- _Data for review_
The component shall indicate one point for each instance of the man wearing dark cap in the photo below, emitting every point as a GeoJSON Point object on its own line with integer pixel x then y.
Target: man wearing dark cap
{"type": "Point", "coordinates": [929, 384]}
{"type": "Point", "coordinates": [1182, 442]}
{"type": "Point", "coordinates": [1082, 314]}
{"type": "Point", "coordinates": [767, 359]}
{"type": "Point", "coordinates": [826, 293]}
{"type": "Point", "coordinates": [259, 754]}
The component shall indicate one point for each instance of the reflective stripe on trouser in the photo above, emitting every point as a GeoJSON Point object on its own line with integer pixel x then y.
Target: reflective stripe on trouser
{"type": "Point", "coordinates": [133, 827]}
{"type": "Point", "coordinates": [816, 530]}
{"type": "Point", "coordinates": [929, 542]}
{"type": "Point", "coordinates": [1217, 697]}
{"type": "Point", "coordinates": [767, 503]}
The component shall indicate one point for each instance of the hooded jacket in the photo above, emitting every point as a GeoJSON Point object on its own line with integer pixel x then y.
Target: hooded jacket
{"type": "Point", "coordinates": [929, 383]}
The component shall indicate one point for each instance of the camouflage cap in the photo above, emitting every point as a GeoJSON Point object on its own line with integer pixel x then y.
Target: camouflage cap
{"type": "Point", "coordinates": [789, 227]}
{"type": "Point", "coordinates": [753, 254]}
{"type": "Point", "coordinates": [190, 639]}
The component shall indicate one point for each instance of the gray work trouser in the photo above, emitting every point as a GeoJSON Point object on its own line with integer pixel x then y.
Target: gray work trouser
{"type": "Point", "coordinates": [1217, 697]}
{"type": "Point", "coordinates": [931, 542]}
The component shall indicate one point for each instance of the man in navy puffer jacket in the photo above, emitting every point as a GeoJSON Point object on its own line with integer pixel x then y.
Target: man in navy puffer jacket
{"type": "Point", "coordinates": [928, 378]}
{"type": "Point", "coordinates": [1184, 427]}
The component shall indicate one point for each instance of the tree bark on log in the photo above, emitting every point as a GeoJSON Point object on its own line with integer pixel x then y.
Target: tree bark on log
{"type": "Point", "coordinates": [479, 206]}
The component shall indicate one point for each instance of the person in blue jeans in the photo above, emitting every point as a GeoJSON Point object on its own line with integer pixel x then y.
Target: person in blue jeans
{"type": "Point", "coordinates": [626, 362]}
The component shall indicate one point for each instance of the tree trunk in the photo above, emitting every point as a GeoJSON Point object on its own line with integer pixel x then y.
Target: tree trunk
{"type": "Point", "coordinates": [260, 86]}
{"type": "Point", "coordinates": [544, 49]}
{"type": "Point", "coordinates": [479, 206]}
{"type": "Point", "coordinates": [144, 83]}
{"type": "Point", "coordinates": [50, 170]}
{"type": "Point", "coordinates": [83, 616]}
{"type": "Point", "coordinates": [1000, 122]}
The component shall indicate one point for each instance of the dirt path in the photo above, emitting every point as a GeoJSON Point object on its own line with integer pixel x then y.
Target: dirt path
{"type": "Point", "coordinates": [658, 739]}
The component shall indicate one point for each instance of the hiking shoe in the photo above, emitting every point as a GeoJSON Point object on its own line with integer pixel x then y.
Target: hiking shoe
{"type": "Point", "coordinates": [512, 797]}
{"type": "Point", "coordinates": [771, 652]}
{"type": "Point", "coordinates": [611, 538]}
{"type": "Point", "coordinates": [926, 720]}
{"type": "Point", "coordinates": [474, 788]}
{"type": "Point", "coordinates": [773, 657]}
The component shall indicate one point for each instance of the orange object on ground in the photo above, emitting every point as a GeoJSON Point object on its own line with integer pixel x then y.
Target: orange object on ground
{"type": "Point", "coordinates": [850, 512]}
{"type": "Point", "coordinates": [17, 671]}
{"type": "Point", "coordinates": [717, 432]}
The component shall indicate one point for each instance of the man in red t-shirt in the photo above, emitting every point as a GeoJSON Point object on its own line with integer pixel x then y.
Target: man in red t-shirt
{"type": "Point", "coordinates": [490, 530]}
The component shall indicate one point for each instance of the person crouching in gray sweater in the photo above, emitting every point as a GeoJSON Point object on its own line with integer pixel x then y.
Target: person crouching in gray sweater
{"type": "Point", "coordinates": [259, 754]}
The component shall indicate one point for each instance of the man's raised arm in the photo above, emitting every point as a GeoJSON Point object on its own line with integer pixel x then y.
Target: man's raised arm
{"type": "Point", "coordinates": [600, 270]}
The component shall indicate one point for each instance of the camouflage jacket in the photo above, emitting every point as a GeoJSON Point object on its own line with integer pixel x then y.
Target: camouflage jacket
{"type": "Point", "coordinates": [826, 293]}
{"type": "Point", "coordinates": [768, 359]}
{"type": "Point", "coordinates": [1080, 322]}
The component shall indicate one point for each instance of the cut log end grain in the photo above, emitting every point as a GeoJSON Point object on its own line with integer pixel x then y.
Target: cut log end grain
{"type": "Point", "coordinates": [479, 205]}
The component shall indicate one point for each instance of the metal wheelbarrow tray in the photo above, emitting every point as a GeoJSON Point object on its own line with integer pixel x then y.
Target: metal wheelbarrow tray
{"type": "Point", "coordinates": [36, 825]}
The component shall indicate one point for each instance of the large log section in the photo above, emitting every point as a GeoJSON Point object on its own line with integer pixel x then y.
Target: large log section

- _Work to complete_
Using the material above, gather every line that includes "section".

- _Task answer_
The component shall indicate one point for each instance of the large log section in the photo above, emitting every point as a GeoJSON Point object on its own line with integer pixel x then y.
Target: large log section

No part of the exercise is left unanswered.